*Source extract*:
HELSINKI (Reuters) – Finnish football fans returning from Russia after Euro 2020 matches have caused a spike in their country’s daily coronavirus cases, Finnish health authorities said on Thursday.
The Finnish national team suffered two defeats in St. Petersburg this month and nearly 100 infections have since been recorded at two border crossings, mostly among returning fans, authorities said.
The total of daily new cases has since risen from around 50 to over 100, according to official data.
“These are people who have been at the games. Clearly it has spread surprisingly well there, considering that Finns have mostly interacted with each other but contracted the virus in just a few days,” Risto Pietikainen, chief physician for the hospital district covering the main crossing point, told Reuters.
The Finnish Institute for Health and Welfare said almost 100 infections had been diagnosed among Finns who had travelled to St. Petersburg and the number was likely to grow.
Mika Salminen, head of security at the health institute, said a majority of those who contracted COVID in St. Petersburg were football fans.
Most infections were found in people on 15 buses that left the city for Finland on June 22.
Authorities expect more people to test positive in the coming days because of the long incubation period of the virus and because they were not able to test all arriving fans before the main crossing point closed on Tuesday evening.
Finland however remains among the countries least affected by the pandemic. The nation of 5.5 million people has recorded 969 deaths and has 33 people hospitalized due to COVID-19.

Phrase grounding data:

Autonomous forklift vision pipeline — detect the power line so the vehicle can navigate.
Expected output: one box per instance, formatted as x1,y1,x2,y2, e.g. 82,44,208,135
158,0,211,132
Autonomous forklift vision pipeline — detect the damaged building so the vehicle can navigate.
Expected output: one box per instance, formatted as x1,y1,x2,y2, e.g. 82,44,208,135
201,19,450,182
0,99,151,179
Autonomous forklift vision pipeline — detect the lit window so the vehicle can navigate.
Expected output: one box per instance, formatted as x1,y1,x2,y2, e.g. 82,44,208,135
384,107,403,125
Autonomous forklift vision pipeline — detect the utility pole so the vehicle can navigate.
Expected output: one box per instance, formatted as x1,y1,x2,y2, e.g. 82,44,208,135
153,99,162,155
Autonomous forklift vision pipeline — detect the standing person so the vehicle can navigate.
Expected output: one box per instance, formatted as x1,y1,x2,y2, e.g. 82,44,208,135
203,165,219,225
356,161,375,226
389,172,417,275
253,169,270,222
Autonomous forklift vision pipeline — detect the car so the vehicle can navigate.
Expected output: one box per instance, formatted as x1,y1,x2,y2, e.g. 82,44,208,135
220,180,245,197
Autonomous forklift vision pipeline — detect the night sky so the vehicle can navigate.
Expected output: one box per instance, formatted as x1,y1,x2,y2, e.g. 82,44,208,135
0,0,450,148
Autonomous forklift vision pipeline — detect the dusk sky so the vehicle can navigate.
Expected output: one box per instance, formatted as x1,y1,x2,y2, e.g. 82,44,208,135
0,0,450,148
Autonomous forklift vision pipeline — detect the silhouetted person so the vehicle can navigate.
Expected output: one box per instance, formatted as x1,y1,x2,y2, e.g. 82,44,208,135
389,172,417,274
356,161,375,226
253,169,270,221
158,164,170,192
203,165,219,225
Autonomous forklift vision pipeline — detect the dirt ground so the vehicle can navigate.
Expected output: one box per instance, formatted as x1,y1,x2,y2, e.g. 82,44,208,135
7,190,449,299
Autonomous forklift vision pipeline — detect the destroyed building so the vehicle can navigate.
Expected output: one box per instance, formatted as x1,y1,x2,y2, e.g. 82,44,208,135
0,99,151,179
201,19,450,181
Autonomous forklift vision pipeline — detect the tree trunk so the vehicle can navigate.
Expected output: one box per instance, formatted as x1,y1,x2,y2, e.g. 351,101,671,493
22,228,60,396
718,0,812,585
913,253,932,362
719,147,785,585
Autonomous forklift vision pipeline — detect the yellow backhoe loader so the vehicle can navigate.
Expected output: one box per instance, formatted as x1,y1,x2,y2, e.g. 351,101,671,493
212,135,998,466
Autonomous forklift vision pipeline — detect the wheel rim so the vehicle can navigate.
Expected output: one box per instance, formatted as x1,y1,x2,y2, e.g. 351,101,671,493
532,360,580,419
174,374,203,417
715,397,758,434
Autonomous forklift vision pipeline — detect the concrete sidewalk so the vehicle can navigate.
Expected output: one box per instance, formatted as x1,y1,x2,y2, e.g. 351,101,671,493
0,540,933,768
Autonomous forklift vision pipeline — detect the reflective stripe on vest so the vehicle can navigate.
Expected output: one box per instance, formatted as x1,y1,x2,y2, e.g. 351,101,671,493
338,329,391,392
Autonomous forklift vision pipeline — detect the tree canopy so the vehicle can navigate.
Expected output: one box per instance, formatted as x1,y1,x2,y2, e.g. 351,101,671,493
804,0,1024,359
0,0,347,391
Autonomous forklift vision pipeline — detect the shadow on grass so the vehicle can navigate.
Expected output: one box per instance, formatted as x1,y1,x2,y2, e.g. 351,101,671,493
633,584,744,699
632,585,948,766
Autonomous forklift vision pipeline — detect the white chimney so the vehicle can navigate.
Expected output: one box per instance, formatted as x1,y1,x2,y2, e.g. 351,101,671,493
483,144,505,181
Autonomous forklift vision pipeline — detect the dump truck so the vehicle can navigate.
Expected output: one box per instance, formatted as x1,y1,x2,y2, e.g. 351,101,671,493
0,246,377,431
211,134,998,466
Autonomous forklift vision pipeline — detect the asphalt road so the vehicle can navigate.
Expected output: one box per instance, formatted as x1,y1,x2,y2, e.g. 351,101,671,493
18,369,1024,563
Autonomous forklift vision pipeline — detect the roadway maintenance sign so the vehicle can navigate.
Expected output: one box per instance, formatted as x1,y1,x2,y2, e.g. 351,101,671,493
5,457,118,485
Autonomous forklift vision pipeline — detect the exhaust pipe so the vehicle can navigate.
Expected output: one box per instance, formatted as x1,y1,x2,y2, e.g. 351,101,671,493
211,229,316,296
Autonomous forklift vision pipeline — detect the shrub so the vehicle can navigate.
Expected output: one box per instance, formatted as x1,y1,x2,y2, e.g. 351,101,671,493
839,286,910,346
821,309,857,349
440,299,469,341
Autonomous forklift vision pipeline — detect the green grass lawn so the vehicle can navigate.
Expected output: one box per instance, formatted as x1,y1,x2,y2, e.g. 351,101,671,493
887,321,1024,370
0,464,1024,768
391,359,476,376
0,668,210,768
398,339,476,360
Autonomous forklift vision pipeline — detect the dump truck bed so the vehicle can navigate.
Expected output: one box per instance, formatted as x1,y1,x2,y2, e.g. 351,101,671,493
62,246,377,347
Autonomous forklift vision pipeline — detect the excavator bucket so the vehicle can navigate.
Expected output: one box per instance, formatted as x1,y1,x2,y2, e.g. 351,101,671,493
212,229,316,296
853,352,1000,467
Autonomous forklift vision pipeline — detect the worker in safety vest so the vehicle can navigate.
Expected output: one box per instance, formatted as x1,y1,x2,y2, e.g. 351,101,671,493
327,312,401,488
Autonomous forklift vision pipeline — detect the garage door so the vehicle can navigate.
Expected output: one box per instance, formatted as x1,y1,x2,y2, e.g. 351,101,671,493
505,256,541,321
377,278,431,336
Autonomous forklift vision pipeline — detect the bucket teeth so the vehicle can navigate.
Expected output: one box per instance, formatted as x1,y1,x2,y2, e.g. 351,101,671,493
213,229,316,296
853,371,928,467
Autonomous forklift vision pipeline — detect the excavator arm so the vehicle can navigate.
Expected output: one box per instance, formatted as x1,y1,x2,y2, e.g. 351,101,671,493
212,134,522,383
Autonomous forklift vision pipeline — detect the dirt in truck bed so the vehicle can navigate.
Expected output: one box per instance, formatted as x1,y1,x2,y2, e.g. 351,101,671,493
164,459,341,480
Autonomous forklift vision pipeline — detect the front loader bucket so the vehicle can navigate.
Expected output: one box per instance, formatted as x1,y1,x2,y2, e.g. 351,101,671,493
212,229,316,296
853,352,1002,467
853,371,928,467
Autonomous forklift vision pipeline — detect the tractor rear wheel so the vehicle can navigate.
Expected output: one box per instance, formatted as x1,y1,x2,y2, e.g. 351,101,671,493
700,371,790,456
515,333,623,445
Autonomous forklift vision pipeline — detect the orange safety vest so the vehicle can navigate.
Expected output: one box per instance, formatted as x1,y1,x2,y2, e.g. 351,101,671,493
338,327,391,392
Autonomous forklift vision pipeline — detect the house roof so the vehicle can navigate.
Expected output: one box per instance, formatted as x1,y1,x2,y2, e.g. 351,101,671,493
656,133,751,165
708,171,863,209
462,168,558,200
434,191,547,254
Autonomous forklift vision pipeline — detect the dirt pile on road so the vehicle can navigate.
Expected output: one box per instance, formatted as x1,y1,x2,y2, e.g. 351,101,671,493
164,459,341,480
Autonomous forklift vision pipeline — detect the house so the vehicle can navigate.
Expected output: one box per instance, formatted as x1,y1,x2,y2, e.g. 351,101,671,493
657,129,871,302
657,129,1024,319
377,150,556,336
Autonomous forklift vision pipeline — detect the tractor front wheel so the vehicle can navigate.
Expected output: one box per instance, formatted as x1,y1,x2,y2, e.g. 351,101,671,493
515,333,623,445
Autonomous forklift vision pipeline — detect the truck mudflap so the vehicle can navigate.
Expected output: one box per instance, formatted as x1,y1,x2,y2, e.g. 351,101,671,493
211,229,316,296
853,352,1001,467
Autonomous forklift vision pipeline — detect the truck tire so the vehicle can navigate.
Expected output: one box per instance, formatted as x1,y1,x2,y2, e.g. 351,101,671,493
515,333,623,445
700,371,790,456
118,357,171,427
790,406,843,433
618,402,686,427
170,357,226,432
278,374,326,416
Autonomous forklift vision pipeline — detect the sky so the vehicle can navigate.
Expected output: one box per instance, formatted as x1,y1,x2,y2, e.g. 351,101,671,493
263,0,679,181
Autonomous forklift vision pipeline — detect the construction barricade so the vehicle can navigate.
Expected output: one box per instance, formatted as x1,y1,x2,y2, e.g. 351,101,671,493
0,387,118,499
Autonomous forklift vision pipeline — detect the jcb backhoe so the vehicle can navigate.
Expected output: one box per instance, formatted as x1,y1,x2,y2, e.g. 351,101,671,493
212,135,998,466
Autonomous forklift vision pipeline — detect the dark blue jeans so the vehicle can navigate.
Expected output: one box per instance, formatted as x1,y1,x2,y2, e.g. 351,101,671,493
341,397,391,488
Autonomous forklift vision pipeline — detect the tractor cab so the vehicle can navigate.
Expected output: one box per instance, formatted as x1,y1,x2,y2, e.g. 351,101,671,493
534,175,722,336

*Work task A*: In the Reuters report, on what date did the 15 buses carrying most of the infected people leave the city for Finland?
*Work task B*: Do these statements agree with the Reuters report? Answer yes or no for each and quote the deciding words. (i) Finland's daily new cases rose from around 50 to over 100. (ii) The Finnish team won one of its matches in St. Petersburg. (iii) The main crossing point closed on Tuesday evening.
*Work task C*: Quote the Reuters report between "HELSINKI (Reuters) –" and "point, told Reuters.", inclusive.
The records are separate material and are unrelated to the Reuters report.

*Exercise result A*: June 22.

*Exercise result B*:
(i) Yes: "The total of daily new cases has since risen from around 50 to over 100"
(ii) No: "The Finnish national team suffered two defeats in St. Petersburg this month"
(iii) Yes: "before the main crossing point closed on Tuesday evening"

*Exercise result C*:
HELSINKI (Reuters) – Finnish football fans returning from Russia after Euro 2020 matches have caused a spike in their country’s daily coronavirus cases, Finnish health authorities said on Thursday.
The Finnish national team suffered two defeats in St. Petersburg this month and nearly 100 infections have since been recorded at two border crossings, mostly among returning fans, authorities said.
The total of daily new cases has since risen from around 50 to over 100, according to official data.
“These are people who have been at the games. Clearly it has spread surprisingly well there, considering that Finns have mostly interacted with each other but contracted the virus in just a few days,” Risto Pietikainen, chief physician for the hospital district covering the main crossing point, told Reuters.